● **本文**:
日本の自然エネルギー(再生可能エネルギー)をめぐる状況が混乱している。電力各社は昨秋、突然、自然エネの接続協議を中断すると発表。年末に国の審議会(系統ワーキンググループ)で、「導入(接続)可能量」を出してきたが、基本的に原発事故前の考えや制度に基づく自然エネに冷たい数値だった。
ドイツを拠点とする自然エネのコンサルタント会社のCEOで、欧米の電力系統問題に詳しいトマス・アッカーマン博士が昨秋、来日したのを機に、どうすれば日本の自然エネがもっと増えるのかを聞いた。
――電力会社が自然エネルギーの接続協議を中断するなど、日本では自然エネルギーをめぐって混乱しています。この状況をどう考えればいいでしょう。
トマス・アッカーマン博士:いくつかの面があります。私はここ10年以上、日本の自然エネの発展を見ています。印象的なのは、風力発電の累積導入量が2.6ギガワット(260万キロワット)なのに対して、太陽光発電が新たに12ギガワット(1200万キロワット)も導入されたということです。福島第一原発事故の前には予想できませんでした。とても驚きましたが、前向きなできごとです。

● **提供データ**:
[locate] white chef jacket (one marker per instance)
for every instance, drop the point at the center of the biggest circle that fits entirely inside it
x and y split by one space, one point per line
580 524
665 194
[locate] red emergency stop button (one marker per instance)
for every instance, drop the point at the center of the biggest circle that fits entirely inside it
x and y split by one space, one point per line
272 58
---
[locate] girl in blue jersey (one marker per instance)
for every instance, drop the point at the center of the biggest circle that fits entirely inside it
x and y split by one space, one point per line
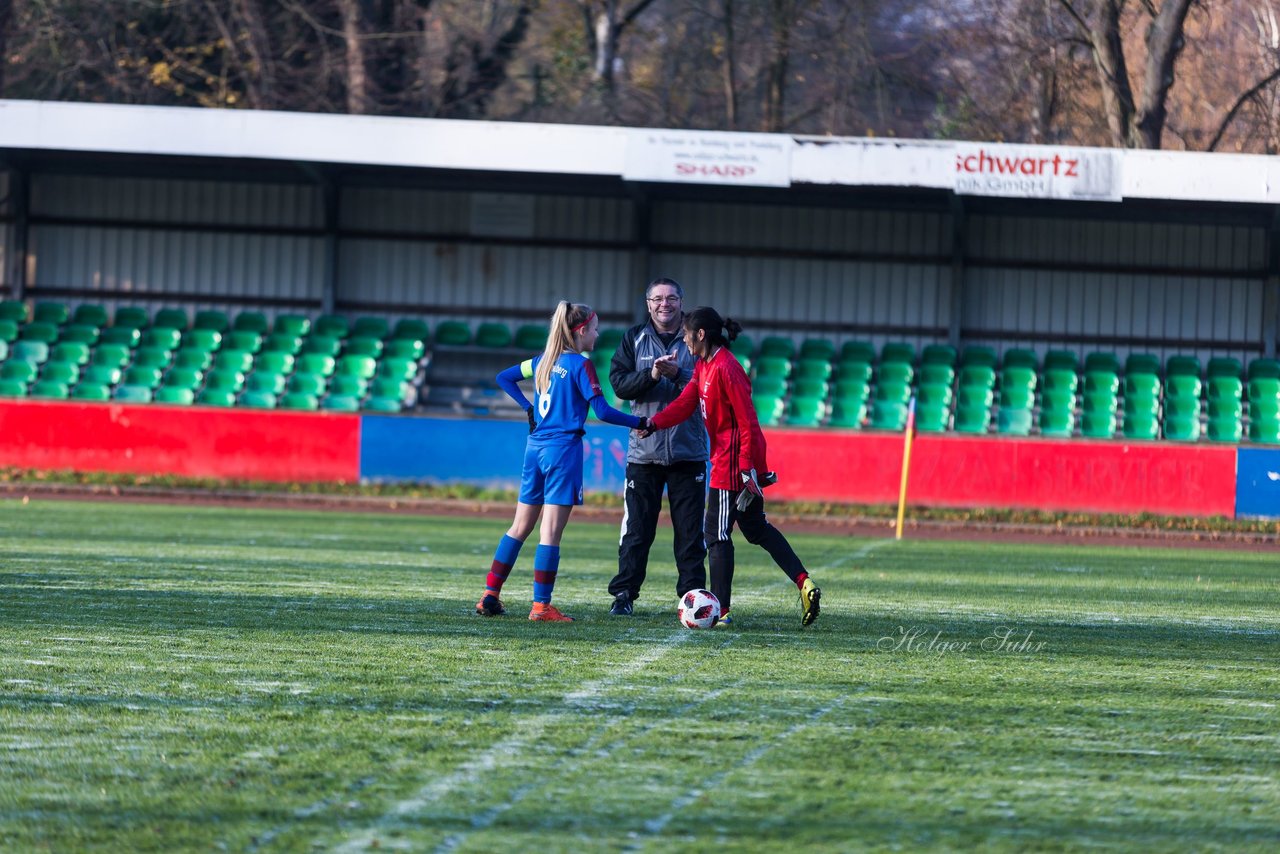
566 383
==
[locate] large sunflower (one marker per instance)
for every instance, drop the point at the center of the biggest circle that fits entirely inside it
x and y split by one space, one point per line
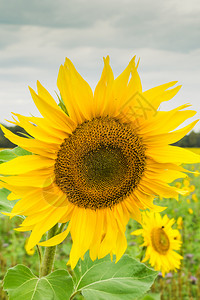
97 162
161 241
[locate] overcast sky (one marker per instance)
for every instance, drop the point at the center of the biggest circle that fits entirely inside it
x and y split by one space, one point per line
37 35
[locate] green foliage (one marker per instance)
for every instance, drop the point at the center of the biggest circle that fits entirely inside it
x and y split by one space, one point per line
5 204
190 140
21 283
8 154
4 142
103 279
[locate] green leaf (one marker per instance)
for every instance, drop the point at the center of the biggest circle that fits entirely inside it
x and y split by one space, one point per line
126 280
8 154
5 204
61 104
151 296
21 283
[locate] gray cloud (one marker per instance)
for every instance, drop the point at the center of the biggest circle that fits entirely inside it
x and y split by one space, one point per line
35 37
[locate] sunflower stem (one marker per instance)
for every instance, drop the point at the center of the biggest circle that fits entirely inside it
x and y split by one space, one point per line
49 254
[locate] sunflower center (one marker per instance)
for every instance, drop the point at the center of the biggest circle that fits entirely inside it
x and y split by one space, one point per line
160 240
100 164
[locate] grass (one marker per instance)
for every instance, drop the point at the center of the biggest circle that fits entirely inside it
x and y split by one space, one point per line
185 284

● **課題**:
#1 本文で、アッカーマン博士は日本の風力発電の累積導入量をどれだけだと述べていますか。
#2 本文のうち「日本の自然エネルギー(再生可」から「たが、前向きなできごとです。」までの箇所を、一字一句そのまま書き写してください。

● **課題の解答**:
#1 2.6ギガワット(260万キロワット)です。

#2
日本の自然エネルギー(再生可能エネルギー)をめぐる状況が混乱している。電力各社は昨秋、突然、自然エネの接続協議を中断すると発表。年末に国の審議会(系統ワーキンググループ)で、「導入(接続)可能量」を出してきたが、基本的に原発事故前の考えや制度に基づく自然エネに冷たい数値だった。
ドイツを拠点とする自然エネのコンサルタント会社のCEOで、欧米の電力系統問題に詳しいトマス・アッカーマン博士が昨秋、来日したのを機に、どうすれば日本の自然エネがもっと増えるのかを聞いた。
――電力会社が自然エネルギーの接続協議を中断するなど、日本では自然エネルギーをめぐって混乱しています。この状況をどう考えればいいでしょう。
トマス・アッカーマン博士:いくつかの面があります。私はここ10年以上、日本の自然エネの発展を見ています。印象的なのは、風力発電の累積導入量が2.6ギガワット(260万キロワット)なのに対して、太陽光発電が新たに12ギガワット(1200万キロワット)も導入されたということです。福島第一原発事故の前には予想できませんでした。とても驚きましたが、前向きなできごとです。